- **Exercise brief**: Set the following entries down again exactly, line by line.

- **Listed entries**:
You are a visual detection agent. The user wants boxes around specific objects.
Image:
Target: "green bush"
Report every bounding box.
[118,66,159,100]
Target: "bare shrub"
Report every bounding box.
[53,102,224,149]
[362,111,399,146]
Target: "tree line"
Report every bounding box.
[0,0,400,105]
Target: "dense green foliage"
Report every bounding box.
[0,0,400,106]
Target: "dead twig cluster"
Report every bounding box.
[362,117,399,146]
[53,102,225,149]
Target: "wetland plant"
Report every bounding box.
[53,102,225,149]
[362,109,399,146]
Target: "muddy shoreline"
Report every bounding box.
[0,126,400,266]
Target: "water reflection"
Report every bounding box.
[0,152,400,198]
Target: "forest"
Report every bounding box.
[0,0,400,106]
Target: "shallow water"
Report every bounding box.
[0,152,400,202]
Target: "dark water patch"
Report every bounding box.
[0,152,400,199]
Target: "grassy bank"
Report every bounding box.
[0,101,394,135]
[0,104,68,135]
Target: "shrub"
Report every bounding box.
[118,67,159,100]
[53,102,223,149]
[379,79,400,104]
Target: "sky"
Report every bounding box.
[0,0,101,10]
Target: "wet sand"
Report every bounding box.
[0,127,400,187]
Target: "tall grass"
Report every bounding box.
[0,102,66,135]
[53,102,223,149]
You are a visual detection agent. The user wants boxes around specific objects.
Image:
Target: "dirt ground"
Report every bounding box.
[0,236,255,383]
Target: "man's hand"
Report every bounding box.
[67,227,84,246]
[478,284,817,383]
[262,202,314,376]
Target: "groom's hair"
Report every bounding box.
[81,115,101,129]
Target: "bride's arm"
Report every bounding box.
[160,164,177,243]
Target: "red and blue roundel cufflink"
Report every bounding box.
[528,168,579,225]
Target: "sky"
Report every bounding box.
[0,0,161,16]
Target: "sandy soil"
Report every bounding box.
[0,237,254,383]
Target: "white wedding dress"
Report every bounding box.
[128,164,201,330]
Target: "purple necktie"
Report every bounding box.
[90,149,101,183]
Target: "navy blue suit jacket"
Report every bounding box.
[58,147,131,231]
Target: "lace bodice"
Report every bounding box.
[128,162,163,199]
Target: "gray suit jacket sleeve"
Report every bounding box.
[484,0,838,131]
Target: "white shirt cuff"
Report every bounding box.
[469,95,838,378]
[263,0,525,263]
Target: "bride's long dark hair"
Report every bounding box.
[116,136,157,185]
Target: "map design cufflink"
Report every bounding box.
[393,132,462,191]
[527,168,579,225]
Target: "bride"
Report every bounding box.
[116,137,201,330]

- **Final result**:
You are a visual detection agent. The user wants boxes around specific objects.
Image:
Target: "green bush"
Report every bounding box.
[118,66,159,100]
Target: "bare shrub"
Report every bounding box.
[53,102,224,149]
[362,111,399,146]
Target: "tree line"
Report every bounding box.
[0,0,400,105]
Target: "dense green foliage"
Report every bounding box.
[0,0,400,106]
Target: "dead twig cluster"
Report every bounding box.
[362,117,399,146]
[53,102,225,149]
Target: "wetland plant"
Report every bounding box.
[53,102,225,149]
[362,109,399,146]
Target: "muddy shoreline"
Report every bounding box.
[0,126,400,266]
Target: "water reflection"
Report every bounding box.
[0,152,400,198]
Target: "forest"
Report every bounding box.
[0,0,400,106]
Target: "shallow water"
Report every bounding box.
[0,152,400,202]
Target: "dark water patch"
Report every bounding box.
[0,152,400,199]
Target: "grassy bank"
Report every bounding box.
[0,101,394,135]
[0,104,68,135]
Target: "shrub"
Report every bounding box.
[118,67,159,100]
[53,102,223,149]
[379,79,400,104]
Target: "sky"
Report every bounding box.
[0,0,101,10]
Target: "wet sand"
Report every bounding box.
[0,127,400,187]
Target: "tall grass"
Report every bounding box.
[0,102,66,135]
[53,102,223,149]
You are a visual detection agent. The user wants boxes around specific objects.
Image:
Target: "dirt ground"
Report every bounding box.
[0,236,255,383]
Target: "man's hand"
Report every bounding box.
[67,227,84,246]
[478,284,817,383]
[262,202,314,376]
Target: "groom's hair"
Report every bounding box.
[81,115,101,129]
Target: "bride's arm"
Report every bounding box.
[160,164,177,243]
Target: "red and blue roundel cufflink"
Report every bounding box.
[528,168,579,225]
Target: "sky"
Report every bounding box.
[0,0,161,16]
Target: "sandy soil"
Report every bounding box.
[0,237,254,383]
Target: "white wedding dress"
Report every bounding box.
[128,164,201,330]
Target: "purple necktie"
Report every bounding box.
[90,149,101,183]
Target: "navy blue suit jacket"
Report every bounding box.
[58,147,131,231]
Target: "lace bodice"
Report every bounding box.
[128,162,163,199]
Target: "gray suit jacket sleeve"
Report every bounding box.
[484,0,838,131]
Target: "white shirt cuff"
Report every bounding box.
[469,95,838,378]
[263,0,525,263]
Target: "bride's long dark hair"
Report every bounding box.
[116,136,157,185]
Target: "map design cufflink"
Report every bounding box.
[393,132,462,191]
[527,168,579,225]
Target: "bride"
Report every bounding box.
[116,137,201,330]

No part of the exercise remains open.